WHAT YOU WILL DO: Repeat the rows word for word from their very start through the line containing "Each instance of", including that line, and nothing past it.

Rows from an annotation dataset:
○ ○ ○ ○

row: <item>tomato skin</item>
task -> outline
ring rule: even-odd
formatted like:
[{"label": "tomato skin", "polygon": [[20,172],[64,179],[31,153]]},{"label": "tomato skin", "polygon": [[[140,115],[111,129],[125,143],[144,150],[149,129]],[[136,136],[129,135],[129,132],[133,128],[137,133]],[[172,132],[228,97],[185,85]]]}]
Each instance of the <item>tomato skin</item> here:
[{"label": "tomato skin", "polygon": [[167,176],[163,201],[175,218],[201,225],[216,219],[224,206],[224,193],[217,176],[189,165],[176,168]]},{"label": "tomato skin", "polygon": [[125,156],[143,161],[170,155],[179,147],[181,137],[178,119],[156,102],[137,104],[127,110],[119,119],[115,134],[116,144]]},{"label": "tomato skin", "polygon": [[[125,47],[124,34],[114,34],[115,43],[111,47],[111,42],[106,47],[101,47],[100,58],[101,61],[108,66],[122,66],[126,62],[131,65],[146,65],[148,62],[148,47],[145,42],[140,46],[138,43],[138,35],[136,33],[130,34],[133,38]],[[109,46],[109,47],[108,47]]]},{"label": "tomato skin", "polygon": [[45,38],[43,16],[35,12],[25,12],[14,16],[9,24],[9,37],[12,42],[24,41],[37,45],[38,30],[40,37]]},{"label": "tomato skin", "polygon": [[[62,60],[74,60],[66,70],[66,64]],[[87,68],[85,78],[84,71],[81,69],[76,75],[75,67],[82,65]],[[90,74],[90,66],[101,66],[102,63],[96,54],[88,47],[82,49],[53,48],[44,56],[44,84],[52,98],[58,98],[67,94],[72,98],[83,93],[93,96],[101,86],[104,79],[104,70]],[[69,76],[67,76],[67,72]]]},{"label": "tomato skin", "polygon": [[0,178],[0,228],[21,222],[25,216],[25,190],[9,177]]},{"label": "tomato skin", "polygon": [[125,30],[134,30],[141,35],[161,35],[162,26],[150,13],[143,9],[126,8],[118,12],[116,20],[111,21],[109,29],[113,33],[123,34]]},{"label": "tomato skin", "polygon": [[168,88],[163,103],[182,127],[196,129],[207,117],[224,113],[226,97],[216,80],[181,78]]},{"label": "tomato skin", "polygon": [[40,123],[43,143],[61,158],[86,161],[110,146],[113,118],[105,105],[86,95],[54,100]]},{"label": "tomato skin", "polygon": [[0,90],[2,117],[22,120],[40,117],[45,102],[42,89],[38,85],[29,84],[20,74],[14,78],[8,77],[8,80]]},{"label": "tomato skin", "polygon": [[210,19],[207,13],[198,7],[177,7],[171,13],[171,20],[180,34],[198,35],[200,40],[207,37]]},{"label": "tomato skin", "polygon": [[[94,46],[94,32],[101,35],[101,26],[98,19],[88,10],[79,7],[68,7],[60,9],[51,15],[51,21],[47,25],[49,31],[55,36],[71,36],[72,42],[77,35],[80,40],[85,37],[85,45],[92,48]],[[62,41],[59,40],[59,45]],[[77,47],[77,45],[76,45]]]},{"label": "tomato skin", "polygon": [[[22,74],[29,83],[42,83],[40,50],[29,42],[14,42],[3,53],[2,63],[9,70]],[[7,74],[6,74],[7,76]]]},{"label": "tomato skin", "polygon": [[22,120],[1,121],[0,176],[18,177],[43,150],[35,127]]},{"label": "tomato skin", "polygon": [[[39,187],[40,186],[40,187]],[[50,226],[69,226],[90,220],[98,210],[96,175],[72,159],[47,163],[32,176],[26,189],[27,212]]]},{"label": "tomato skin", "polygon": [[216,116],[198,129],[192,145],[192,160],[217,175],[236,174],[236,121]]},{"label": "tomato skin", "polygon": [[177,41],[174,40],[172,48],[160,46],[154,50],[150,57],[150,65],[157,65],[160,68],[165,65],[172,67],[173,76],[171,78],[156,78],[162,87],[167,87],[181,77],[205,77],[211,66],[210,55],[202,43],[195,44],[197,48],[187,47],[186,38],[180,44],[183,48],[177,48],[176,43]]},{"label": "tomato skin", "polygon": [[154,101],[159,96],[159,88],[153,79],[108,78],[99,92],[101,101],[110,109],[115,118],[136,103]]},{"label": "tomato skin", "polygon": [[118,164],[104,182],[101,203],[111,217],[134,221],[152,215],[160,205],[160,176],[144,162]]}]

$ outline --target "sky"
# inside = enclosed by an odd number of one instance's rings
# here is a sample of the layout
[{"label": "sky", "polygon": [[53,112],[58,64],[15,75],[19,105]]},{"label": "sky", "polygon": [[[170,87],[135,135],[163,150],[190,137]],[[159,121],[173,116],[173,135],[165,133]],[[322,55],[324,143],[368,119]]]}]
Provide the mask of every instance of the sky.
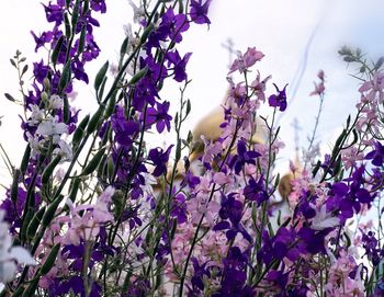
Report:
[{"label": "sky", "polygon": [[[39,59],[30,34],[31,30],[39,33],[49,27],[39,2],[3,0],[0,12],[0,142],[15,164],[24,148],[18,117],[21,110],[7,102],[2,94],[18,95],[16,73],[9,62],[15,49],[24,54],[30,65]],[[127,0],[109,0],[108,5],[108,13],[98,16],[102,28],[95,31],[95,38],[102,54],[88,67],[90,81],[106,59],[112,64],[116,61],[124,37],[123,25],[132,20]],[[286,144],[282,153],[284,165],[293,156],[291,124],[295,117],[302,126],[301,145],[307,145],[306,138],[313,129],[318,107],[318,99],[308,94],[317,71],[325,71],[326,99],[317,139],[321,139],[323,149],[328,149],[348,114],[354,113],[359,99],[359,81],[349,76],[357,69],[347,67],[337,50],[342,45],[350,45],[361,47],[369,57],[384,55],[383,0],[214,0],[210,13],[210,28],[193,25],[180,47],[181,53],[193,53],[188,66],[192,83],[187,92],[192,112],[185,124],[185,135],[223,100],[228,88],[228,52],[223,44],[231,38],[235,49],[245,52],[247,47],[256,46],[264,53],[266,57],[258,65],[262,77],[272,75],[272,82],[278,85],[289,83],[289,110],[280,117],[282,140]],[[314,38],[308,45],[312,35]],[[306,50],[306,67],[303,68]],[[293,96],[297,71],[303,71],[303,78]],[[76,88],[79,93],[76,104],[83,113],[95,110],[92,83],[78,83]],[[170,91],[168,95],[167,100],[177,102],[174,92]],[[173,107],[178,107],[177,104]],[[166,138],[154,136],[153,139],[156,144],[170,142],[171,135]],[[0,181],[4,175],[7,172],[0,162]]]}]

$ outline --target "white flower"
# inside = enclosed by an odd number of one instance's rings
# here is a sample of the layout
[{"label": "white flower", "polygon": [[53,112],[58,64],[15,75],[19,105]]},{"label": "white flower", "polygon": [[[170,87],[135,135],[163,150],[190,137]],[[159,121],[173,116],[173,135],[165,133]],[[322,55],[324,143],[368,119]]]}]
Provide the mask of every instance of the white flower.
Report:
[{"label": "white flower", "polygon": [[26,137],[31,147],[31,158],[35,159],[41,153],[42,140],[38,140],[36,136],[32,136],[29,132],[26,133]]},{"label": "white flower", "polygon": [[[59,136],[64,133],[68,133],[68,126],[64,123],[58,123],[58,116],[49,117],[46,121],[42,122],[37,126],[36,134],[43,136]],[[54,140],[54,142],[58,142],[59,139]]]},{"label": "white flower", "polygon": [[3,221],[4,212],[0,210],[0,282],[14,278],[19,264],[35,265],[35,260],[22,247],[12,247],[12,238],[8,232],[8,224]]},{"label": "white flower", "polygon": [[44,110],[38,108],[36,104],[31,104],[30,108],[32,111],[31,118],[27,121],[27,123],[31,126],[39,124],[44,119]]},{"label": "white flower", "polygon": [[338,225],[340,225],[339,218],[332,217],[330,213],[327,213],[326,205],[323,205],[320,210],[316,209],[316,216],[312,219],[310,228],[320,231]]},{"label": "white flower", "polygon": [[132,0],[128,0],[128,2],[132,9],[134,10],[134,22],[137,24],[142,23],[142,21],[145,20],[144,8],[142,5],[137,7]]},{"label": "white flower", "polygon": [[49,108],[50,110],[58,110],[63,107],[63,99],[59,95],[53,94],[49,98]]},{"label": "white flower", "polygon": [[59,140],[58,141],[58,148],[55,148],[54,149],[54,155],[56,156],[56,155],[59,155],[59,156],[61,156],[61,162],[64,162],[64,161],[69,161],[69,160],[71,160],[72,159],[72,149],[71,149],[71,147],[66,142],[66,141],[64,141],[64,140]]}]

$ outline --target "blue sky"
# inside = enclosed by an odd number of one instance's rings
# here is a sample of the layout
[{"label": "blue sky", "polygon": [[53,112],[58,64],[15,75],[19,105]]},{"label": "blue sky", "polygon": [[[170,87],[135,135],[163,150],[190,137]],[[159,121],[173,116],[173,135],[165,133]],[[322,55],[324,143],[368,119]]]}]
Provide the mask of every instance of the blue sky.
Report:
[{"label": "blue sky", "polygon": [[[109,12],[101,20],[102,30],[97,31],[97,39],[103,50],[100,59],[89,70],[95,72],[109,59],[113,62],[124,36],[123,25],[132,19],[126,0],[109,1]],[[47,28],[44,12],[38,1],[4,0],[0,25],[0,80],[1,93],[16,94],[16,75],[9,58],[15,49],[23,52],[30,62],[35,61],[34,44],[30,30],[42,32]],[[236,49],[245,50],[256,46],[266,54],[259,65],[262,76],[272,75],[278,85],[291,83],[303,58],[305,46],[319,20],[321,25],[310,45],[307,67],[294,99],[289,96],[290,108],[281,118],[283,140],[287,149],[285,160],[292,156],[294,117],[303,127],[301,140],[306,145],[306,136],[312,130],[318,101],[309,98],[313,81],[318,69],[327,76],[327,95],[319,126],[319,138],[324,147],[330,144],[338,128],[349,113],[353,113],[359,99],[358,81],[348,76],[353,68],[347,68],[337,55],[341,45],[360,46],[370,55],[384,55],[384,5],[382,0],[214,0],[211,11],[212,25],[193,26],[185,35],[181,52],[193,52],[189,75],[193,79],[188,95],[192,101],[192,113],[187,128],[195,125],[201,117],[222,101],[227,89],[226,73],[228,54],[222,44],[231,38]],[[95,108],[92,85],[78,84],[77,104],[84,111]],[[272,91],[272,89],[270,89]],[[292,90],[289,89],[292,95]],[[168,93],[167,93],[168,94]],[[169,92],[167,100],[174,93]],[[13,160],[19,160],[22,141],[19,129],[20,112],[12,104],[2,102],[0,115],[0,141],[10,151]],[[177,105],[174,105],[177,106]],[[155,138],[157,142],[163,139]],[[167,141],[170,141],[169,138]],[[1,167],[2,170],[2,167]],[[1,174],[2,175],[2,174]]]}]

○ ○ ○ ○

REPLY TO THE EXERCISE:
row: <item>tomato skin</item>
task -> outline
ring rule: even-odd
formatted like:
[{"label": "tomato skin", "polygon": [[20,172],[64,179],[31,153]]},{"label": "tomato skin", "polygon": [[[140,115],[111,129],[125,143],[144,150],[149,129]],[[136,136],[129,135],[129,132],[133,128],[137,133]],[[172,132],[228,97],[185,85]]]}]
Each instance of the <item>tomato skin</item> here:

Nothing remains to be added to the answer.